> [INSTRUCCIONES DE LA TAREA]
Filtra los registros y copia cada línea que contenga la palabra "veteran". Las mayúsculas y minúsculas cuentan.

───── REGISTROS PARA PROCESAR ─────

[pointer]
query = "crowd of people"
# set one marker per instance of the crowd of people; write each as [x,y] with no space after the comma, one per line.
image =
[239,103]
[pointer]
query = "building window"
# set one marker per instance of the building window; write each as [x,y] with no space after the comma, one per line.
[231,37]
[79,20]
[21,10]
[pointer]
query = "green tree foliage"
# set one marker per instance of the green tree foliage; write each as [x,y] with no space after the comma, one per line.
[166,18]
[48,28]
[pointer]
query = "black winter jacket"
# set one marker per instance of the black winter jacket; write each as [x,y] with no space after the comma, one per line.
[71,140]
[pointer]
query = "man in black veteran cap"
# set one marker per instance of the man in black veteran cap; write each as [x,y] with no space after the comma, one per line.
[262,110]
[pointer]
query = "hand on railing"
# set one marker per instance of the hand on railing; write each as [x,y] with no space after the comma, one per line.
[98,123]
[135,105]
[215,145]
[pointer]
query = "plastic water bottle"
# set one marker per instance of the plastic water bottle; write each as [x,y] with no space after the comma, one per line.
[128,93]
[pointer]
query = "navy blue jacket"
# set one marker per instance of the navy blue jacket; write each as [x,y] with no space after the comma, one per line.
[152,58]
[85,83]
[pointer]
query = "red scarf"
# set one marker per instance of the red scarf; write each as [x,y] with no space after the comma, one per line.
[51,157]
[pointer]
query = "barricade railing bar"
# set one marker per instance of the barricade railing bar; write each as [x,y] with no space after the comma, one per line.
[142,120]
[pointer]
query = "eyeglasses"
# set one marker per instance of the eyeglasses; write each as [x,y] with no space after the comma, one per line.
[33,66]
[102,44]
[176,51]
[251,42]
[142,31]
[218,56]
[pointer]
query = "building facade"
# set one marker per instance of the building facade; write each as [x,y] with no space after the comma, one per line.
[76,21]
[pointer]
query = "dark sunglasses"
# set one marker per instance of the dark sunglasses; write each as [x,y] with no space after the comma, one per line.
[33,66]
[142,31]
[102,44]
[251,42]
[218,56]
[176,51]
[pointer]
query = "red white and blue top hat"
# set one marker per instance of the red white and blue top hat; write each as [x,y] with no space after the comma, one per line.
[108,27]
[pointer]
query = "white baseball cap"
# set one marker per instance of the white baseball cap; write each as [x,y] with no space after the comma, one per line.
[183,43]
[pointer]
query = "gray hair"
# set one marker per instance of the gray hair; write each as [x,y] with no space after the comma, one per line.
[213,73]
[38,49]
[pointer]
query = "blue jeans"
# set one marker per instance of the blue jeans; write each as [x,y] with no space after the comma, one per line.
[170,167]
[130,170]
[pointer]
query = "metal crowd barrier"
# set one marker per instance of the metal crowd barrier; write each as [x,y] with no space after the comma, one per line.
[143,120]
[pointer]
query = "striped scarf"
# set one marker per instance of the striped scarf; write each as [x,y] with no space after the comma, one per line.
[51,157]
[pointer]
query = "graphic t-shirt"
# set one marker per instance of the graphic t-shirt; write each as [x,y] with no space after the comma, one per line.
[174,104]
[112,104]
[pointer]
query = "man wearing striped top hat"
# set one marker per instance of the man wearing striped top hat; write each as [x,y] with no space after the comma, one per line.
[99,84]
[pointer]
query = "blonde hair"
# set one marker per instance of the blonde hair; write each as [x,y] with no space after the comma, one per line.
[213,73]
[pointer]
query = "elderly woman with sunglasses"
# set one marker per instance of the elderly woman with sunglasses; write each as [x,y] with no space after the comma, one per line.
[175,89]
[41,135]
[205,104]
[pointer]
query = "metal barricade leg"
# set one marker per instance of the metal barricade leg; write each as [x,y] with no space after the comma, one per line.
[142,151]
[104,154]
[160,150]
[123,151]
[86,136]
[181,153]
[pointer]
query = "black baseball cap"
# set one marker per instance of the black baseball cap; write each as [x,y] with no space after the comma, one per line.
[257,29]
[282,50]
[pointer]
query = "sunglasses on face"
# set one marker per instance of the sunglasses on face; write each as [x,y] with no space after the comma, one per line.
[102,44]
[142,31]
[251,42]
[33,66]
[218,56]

─────

> [RESPUESTA AL PROBLEMA]
query = "man in black veteran cap"
# set one marker per instance of the man in black veteran cap; write each as [x,y] with no space after the comma, one per line.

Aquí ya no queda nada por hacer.